== Segment start ==

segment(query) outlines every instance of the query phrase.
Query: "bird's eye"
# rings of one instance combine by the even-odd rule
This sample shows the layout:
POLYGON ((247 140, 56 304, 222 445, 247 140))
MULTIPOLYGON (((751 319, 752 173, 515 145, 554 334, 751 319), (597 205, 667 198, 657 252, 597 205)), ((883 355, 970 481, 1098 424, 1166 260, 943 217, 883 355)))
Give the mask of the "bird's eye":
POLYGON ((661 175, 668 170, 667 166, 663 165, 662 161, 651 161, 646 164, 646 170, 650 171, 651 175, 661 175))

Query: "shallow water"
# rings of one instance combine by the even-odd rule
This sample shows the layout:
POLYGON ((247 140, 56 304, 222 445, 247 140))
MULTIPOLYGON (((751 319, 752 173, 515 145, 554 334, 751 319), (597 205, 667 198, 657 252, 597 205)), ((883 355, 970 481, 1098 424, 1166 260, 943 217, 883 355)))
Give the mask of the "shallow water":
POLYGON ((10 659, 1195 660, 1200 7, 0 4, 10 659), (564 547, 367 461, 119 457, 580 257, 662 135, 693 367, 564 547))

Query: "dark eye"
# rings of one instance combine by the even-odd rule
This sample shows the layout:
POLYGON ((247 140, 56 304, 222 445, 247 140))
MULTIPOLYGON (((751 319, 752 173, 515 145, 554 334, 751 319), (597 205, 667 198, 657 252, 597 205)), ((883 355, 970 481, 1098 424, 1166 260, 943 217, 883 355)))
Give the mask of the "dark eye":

== Segment end ==

* THE TASK:
Please return the data above exactly as given.

* ANSWER TO THIS PROBLEM:
segment(query) outlines every instance of the query phrase.
Query: "bird's eye"
# rings of one instance combine by the even-odd rule
This sample shows the layout:
POLYGON ((247 140, 56 304, 222 445, 247 140))
MULTIPOLYGON (((751 319, 752 173, 515 145, 554 334, 751 319), (597 205, 667 198, 657 252, 597 205)), ((883 355, 970 481, 1098 424, 1166 260, 943 217, 883 355)))
Give the mask of the "bird's eye":
POLYGON ((661 175, 668 170, 667 166, 663 165, 662 161, 651 161, 646 164, 646 170, 650 171, 651 175, 661 175))

Query: "shallow water"
# rings of one instance combine by the even-odd rule
This sample shows the layout:
POLYGON ((247 140, 56 304, 222 445, 247 140))
MULTIPOLYGON (((751 319, 752 173, 515 145, 554 334, 751 319), (597 205, 667 198, 657 252, 597 205)), ((883 355, 970 481, 1098 424, 1166 260, 943 217, 883 355)))
Give the mask of the "shallow water":
POLYGON ((10 659, 1195 660, 1200 7, 0 4, 10 659), (564 547, 367 461, 119 457, 580 257, 662 135, 693 367, 564 547))

Query: "dark eye"
# rings of one instance combine by the even-odd rule
This sample shows the layout:
POLYGON ((247 140, 56 304, 222 445, 247 140))
MULTIPOLYGON (((751 319, 752 173, 515 145, 554 334, 751 319), (597 205, 667 198, 657 252, 597 205)), ((883 355, 970 481, 1098 424, 1166 260, 943 217, 883 355)))
Give the mask of the "dark eye":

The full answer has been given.